*** Opening Reading text ***

During the COVID-19 stay-at-home order, I've been blessed to be able to work from home. However, I faced what many people suffered when switching from working in the office to working at home: a poor VPN connection. In my case, my connection would hiccup every 5 minutes.
This problem had shown up before we were forced to stay-at-home and I had worked on it with an excellent network administrator at my client. When tethered to my phone or using the office guest network, the VPN was rock-solid. It seemed to only fail on my home internet connection. This knowledge - combined with the stay-at-home order - gave me an excellent excuse to tinker on my home network.
The original network was a fairly typical setup:
My first suspect in this setup was the ISP Router. Looking through its settings, I saw that passing through the public IP to another device would bypass most of the network stack in the ISP Router. As I didn't want yet another all-in-one router sitting next to the ISP Router, I looked for a vendor that supported a modular, easy to expand and maintain setup. I ended up choosing Ubiquiti Networks because of their unified dashboard that I could host myself and their "pro-sumer" hardware. A few days later, I brought home an EdgeRouter X (ER-X) and a Unifi AP Lite (AP) from the local Micro Center.
After a few hours of tinkering, I had the following setup:
With this in place, the VPN drops stopped occurring and the latency dropped by a few milliseconds. I was elated, but then I noticed another problem. While the VPN remained connected, random latency spikes would cause pages to time out and video calls to drop. Ping would initially report dropped packets until the latency dropped, at which point the missing return packets would all simultaneously appear. My initial thought was that the packets were leaving the network but not making it back until the latency dropped. Suspecting that the IP passthrough hadn't really solved the problem, I attempted to physically bypass the ISP Router with the ER-X.

*** Closing Reading text ***

Check your understanding:
A) Rewrite the paragraph of the VPN article that begins "My first suspect in this setup" as a short list that keeps its main facts.
B) Continue the VPN article, picking up after its final sentence.
The items below come from a separate source.

*** Opening Dataset excerpts ***

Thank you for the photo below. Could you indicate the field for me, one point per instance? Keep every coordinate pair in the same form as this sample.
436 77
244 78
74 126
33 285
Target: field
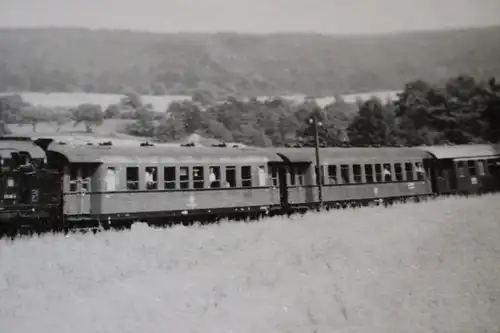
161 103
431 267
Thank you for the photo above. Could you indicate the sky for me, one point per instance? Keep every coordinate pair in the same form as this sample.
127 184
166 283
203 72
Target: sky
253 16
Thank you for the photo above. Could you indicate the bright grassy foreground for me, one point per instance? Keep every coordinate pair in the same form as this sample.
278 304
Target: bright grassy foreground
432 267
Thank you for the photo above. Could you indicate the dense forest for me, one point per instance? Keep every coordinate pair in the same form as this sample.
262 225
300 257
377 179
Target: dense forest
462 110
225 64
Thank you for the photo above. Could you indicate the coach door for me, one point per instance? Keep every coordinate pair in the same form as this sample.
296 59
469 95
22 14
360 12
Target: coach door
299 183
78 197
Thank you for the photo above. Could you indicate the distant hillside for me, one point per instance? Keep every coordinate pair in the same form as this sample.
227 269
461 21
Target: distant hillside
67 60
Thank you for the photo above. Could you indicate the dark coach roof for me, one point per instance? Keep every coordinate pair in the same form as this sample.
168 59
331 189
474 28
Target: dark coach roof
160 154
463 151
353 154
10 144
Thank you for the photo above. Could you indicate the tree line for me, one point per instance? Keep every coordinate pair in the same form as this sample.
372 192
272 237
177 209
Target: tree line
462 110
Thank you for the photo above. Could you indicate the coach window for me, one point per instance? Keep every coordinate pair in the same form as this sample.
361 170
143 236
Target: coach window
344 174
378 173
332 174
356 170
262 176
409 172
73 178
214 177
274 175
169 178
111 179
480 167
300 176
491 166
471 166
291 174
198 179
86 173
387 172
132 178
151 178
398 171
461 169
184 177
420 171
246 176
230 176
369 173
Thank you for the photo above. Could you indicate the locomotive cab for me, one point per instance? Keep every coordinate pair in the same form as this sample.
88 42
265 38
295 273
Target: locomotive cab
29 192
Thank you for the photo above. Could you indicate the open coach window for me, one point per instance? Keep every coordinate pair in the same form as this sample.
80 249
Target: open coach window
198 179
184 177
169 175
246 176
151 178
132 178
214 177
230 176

*** Closing Dataset excerpts ***
*** Opening Dataset excerpts ***

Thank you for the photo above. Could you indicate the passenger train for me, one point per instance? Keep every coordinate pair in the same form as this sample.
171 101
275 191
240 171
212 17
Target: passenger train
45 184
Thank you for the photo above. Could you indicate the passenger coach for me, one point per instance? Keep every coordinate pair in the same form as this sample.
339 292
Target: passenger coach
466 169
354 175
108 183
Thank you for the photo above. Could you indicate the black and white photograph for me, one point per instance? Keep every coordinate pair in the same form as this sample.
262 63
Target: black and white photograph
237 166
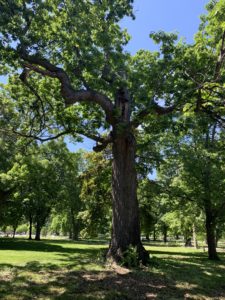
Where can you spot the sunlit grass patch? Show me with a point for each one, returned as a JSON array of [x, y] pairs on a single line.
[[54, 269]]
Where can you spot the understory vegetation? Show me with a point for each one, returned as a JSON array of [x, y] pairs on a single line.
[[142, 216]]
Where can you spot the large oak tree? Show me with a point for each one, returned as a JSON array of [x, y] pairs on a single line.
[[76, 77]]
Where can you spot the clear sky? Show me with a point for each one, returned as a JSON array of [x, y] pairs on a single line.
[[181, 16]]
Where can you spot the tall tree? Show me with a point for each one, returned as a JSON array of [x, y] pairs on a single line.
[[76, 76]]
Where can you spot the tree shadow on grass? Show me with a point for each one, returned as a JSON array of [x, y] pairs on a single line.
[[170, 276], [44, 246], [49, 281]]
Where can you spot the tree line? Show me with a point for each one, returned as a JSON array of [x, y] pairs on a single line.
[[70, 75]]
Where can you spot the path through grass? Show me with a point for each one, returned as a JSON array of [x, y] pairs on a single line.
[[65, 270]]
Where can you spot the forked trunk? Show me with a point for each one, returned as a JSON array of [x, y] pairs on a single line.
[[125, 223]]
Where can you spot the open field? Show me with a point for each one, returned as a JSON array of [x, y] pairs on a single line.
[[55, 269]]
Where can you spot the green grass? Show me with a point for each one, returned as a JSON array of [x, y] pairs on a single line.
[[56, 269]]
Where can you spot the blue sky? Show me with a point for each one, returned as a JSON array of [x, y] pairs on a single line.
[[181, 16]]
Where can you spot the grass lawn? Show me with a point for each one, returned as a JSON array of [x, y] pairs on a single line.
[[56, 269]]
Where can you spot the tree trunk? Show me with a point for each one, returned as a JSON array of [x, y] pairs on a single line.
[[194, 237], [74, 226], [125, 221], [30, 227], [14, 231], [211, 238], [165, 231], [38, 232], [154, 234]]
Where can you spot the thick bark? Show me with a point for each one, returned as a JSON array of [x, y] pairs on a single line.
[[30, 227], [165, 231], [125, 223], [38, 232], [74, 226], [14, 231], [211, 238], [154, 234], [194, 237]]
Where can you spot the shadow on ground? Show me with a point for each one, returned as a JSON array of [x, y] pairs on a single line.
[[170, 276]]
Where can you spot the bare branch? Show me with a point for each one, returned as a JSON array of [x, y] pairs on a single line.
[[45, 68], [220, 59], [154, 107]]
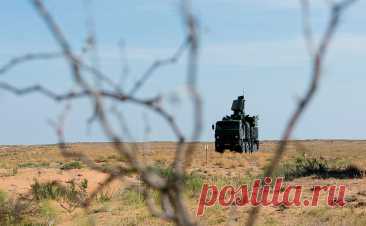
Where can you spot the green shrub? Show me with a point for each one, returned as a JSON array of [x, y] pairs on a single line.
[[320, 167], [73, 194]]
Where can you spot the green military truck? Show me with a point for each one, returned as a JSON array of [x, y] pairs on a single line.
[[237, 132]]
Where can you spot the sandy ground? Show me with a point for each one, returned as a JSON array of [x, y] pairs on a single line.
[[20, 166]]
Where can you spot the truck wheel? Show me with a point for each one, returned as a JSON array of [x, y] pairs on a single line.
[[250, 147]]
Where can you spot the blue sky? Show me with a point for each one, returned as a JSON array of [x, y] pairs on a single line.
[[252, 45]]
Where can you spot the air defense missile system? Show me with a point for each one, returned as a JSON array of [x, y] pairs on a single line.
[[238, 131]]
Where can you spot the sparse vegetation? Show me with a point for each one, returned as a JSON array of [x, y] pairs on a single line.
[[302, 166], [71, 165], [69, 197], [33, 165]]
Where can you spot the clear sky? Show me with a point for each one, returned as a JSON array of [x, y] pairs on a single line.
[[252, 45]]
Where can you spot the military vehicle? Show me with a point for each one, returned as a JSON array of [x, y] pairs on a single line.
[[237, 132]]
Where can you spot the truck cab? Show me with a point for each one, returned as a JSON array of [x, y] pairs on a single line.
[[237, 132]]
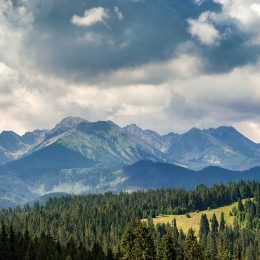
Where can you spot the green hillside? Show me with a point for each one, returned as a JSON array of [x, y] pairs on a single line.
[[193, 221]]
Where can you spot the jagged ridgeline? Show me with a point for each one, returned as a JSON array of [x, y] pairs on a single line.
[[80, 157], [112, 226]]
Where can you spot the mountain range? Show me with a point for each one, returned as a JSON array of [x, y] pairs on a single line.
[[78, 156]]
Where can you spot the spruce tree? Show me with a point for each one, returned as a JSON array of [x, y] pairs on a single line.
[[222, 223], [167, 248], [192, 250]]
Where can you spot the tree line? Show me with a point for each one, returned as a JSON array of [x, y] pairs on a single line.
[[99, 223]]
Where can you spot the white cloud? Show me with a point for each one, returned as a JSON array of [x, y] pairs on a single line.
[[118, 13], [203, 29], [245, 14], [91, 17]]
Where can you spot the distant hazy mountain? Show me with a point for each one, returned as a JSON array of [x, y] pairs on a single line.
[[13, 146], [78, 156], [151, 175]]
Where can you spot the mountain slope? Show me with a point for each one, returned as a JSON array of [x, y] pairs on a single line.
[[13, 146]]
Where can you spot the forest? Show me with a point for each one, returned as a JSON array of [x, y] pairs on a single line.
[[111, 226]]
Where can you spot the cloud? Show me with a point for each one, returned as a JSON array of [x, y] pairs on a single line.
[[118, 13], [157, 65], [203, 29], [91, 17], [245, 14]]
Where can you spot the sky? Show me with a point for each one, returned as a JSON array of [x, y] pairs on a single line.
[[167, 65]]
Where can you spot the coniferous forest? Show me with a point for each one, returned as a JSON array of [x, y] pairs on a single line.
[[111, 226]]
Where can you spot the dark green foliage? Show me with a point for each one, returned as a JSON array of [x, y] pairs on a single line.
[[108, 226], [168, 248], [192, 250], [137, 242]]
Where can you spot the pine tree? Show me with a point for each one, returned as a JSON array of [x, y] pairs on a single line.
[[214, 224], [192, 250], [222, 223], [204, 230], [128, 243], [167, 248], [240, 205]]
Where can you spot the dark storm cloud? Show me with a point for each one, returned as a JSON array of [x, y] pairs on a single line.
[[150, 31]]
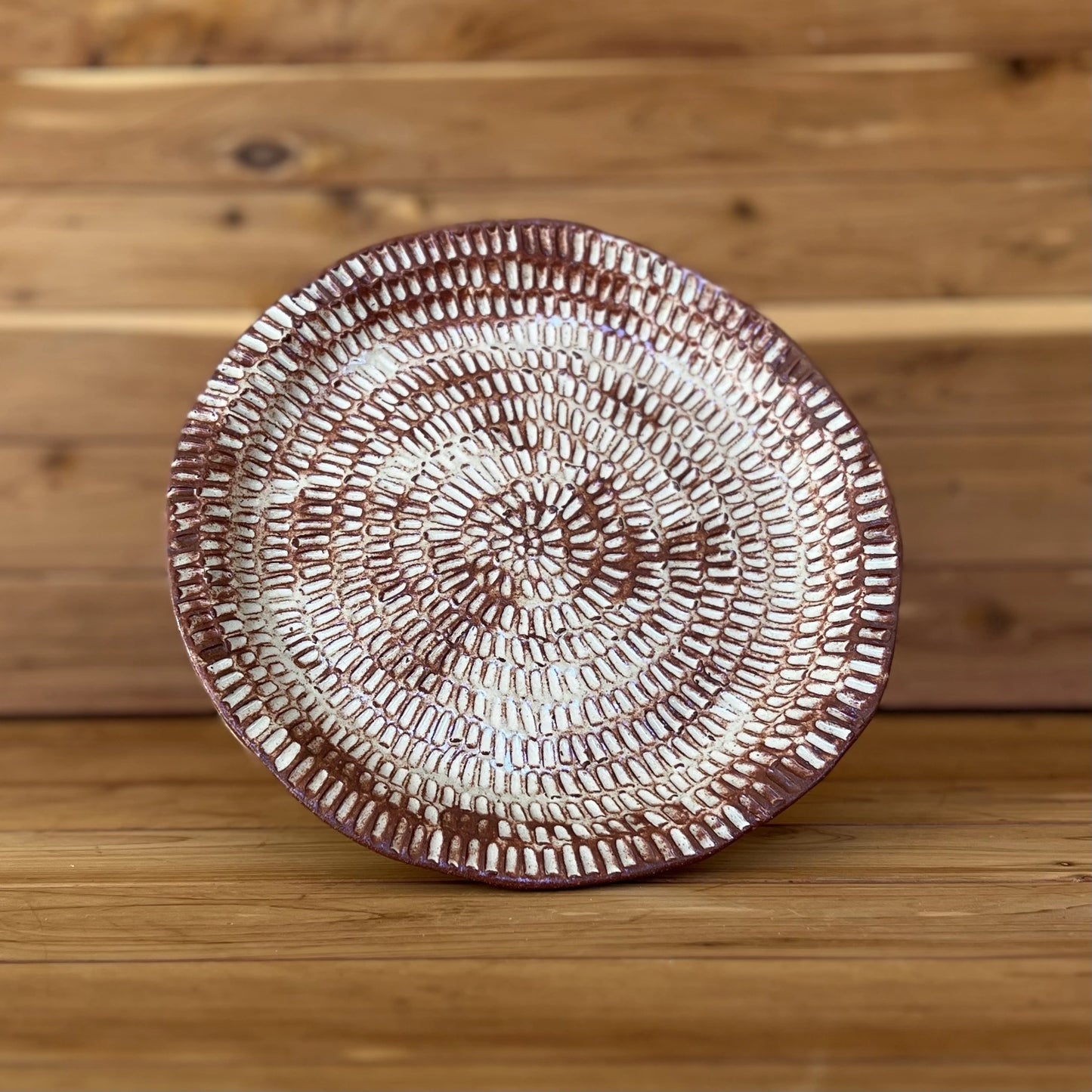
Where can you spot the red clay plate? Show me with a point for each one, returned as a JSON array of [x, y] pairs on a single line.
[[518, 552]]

*** Closing Dataset excerpts ***

Results:
A)
- The author first suspected the ISP Router.
- Its settings allowed passing the public IP through to another device, which would bypass most of its network stack.
- Rather than put another all-in-one router next to it, the author wanted a modular setup that was easy to expand and maintain.
- Ubiquiti Networks was chosen for its self-hostable unified dashboard and its "pro-sumer" hardware.
- A few days later, the author bought an EdgeRouter X (ER-X) and a Unifi AP Lite (AP) at the local Micro Center.

B)
The ISP network will refuse service to unauthenticated devices attached to it. This meant that the ER-X needed to somehow authenticate itself in the same way that the ISP Router did. After some more research, I found three ways to accomplish this:
I picked the second option as bridging meant a slower connection and extracting authentication keys seemed legally dubious. I changed the physical configuration again and began configuring the ER-X.
I was able to get eap_proxy started only after I found an issue on the eap_proxy Github project and downgraded the firmware on the ER-X to an older supported version. However, the auth packets from the ISP network still weren't making it to the ISP Router. After tweaking different settings and some more research, I found a guide on Github which solved my problem. To make sure that only the required setting were in place, I reset the ER-X to it's factory settings and then walked through authenticating with the ISP network one last time.
With this final set up, I again tested my VPN connection...no dice. Armed with the additional details now in the Ubiquiti dashboard, my new suspect was the AP, as I saw a jump of WIFI retries when I was working in my study. So I bought an Ethernet cable and ran it to the study, to see if that would solve the problem...no dice. I replace the cable between the ER-X and the FTTH connection...no dice.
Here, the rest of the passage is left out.